* Source text

%%

Drugs used to treat high cholesterol may also fight HIV, according to doctors in Spain.
The doctors say further research is needed
They gave six people who were HIV positive statins for one month.
They found that levels of the virus dropped while they were taking the drug. They rose when they stopped taking it.
Writing in the Journal of Experimental Medicine, the doctors said statins could be a new and relatively cheap weapon against the disease.
Millions of people around the world take statins. The drugs are given to people with high cholesterol to reduce their risks of heart disease. They stop the liver from producing cholesterol.
Dr Gustavo del Real and colleagues at the Spanish Council for Scientific Research tested the drugs in their laboratory.
They found that the drugs appeared to stop the HIV virus from infecting healthy cells.
The virus was unable to open up the membrane around the cells. It was also unable to get out of infected cells.
Subsequent tests on mice suggested they may help to slow down the disease.
The doctors say the results of this small-scale trial on patients is promising.
"Our results indicate that statins might be suitable anti-retroviral drugs for more accessible Aids treatment," they wrote.
They said further research is needed to see if statins really could be a new weapon against the disease.
"The data suggest that statins can inhibit HIV-1 replication in chronically infected individuals and support future clinical studies of statins as possible anti-retroviral agents."
Recent studies have suggested that statins could help people with various diseases, ranging from Alzheimer's to cancer.
The UK government recently announced plans to allow patients to buy statins over-the-counter in pharmacies. Up until now, only those with doctor's prescriptions have been allowed to buy them.
Professor Brain Gazzard, director of HIV research at Chelsea and Westminster NHS Trust in London, described the latest findings as interesting.
"Statins do interfere with the ability of HIV to get into the cell," he told BBC News Online.
"Whether or not that translates into a potential treatment remains to be seen. But these findings are interesting."

%%

* Information

%%

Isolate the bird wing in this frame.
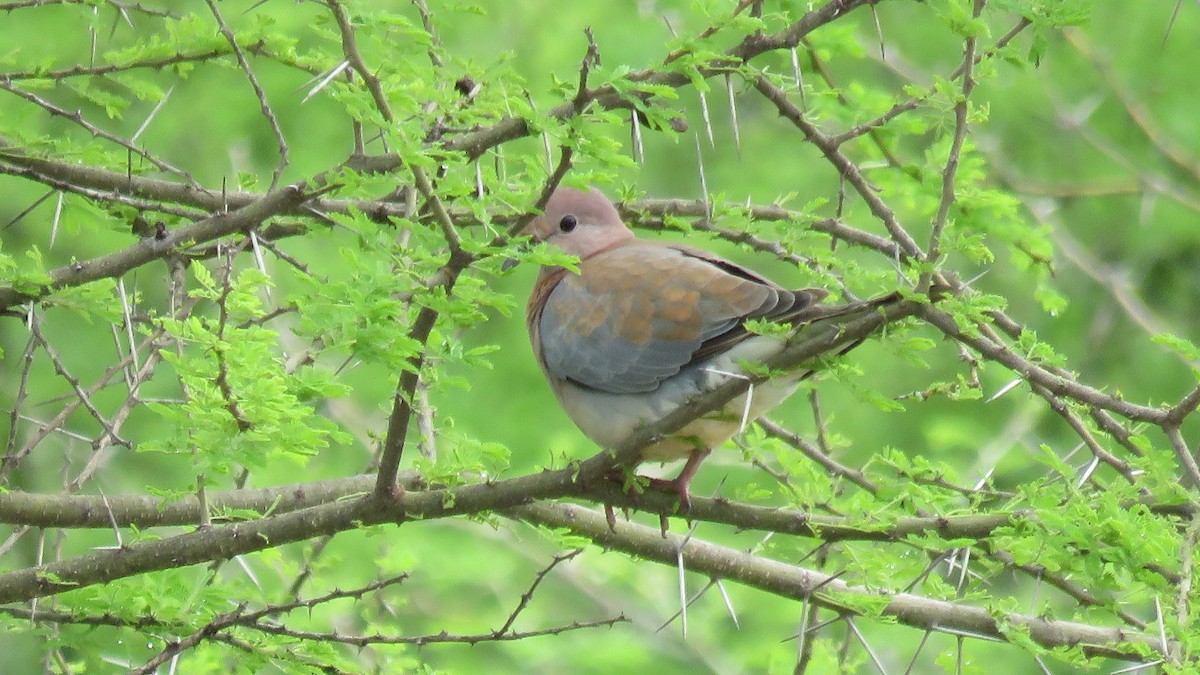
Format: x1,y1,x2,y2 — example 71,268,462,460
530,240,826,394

%%
%%

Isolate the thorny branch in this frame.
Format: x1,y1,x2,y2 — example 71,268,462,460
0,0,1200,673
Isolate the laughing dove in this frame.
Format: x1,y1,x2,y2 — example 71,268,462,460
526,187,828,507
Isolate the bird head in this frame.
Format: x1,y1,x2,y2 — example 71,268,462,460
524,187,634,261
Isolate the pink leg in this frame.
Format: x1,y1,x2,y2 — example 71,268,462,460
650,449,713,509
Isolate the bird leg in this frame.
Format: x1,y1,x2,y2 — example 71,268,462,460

%%
%%

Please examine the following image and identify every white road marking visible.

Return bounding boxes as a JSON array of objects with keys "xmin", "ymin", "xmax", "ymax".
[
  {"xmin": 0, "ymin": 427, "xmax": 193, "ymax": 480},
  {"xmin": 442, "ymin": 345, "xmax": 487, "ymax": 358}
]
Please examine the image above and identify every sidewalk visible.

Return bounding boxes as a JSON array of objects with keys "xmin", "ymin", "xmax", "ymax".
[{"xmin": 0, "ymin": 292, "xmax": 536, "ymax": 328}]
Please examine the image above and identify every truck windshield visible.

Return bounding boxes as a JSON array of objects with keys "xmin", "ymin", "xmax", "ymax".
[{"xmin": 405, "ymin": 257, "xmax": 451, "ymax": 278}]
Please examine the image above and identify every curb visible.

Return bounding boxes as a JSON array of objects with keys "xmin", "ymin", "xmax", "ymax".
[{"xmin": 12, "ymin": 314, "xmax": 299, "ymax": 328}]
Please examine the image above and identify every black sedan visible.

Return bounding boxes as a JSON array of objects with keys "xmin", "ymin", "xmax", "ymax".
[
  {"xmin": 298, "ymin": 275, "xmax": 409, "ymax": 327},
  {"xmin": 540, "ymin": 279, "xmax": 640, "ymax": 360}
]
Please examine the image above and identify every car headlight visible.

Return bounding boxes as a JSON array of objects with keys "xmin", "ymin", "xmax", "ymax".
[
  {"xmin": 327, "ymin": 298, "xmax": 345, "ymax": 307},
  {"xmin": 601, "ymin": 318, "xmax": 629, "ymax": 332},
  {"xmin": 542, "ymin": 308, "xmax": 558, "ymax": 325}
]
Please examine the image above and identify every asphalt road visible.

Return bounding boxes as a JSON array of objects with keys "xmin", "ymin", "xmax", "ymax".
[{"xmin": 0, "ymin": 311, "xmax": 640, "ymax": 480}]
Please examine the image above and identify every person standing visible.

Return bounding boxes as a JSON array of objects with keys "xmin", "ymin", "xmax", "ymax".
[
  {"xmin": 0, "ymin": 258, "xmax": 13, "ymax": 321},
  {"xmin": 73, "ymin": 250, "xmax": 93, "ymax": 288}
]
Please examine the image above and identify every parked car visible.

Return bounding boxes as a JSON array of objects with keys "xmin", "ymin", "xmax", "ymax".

%%

* Instructions
(1) List every disease that the article on statins and HIV says statins may help with or lower the risk of.
(2) Please retype the part of the article on statins and HIV starting with "The doctors say the" and going on through "Alzheimer's to cancer.".
The records aren't needed for this work.

* Results of the tasks
(1)
- HIV (Aids)
- Heart disease
- Alzheimer's
- Cancer

(2)
The doctors say the results of this small-scale trial on patients is promising.
"Our results indicate that statins might be suitable anti-retroviral drugs for more accessible Aids treatment," they wrote.
They said further research is needed to see if statins really could be a new weapon against the disease.
"The data suggest that statins can inhibit HIV-1 replication in chronically infected individuals and support future clinical studies of statins as possible anti-retroviral agents."
Recent studies have suggested that statins could help people with various diseases, ranging from Alzheimer's to cancer.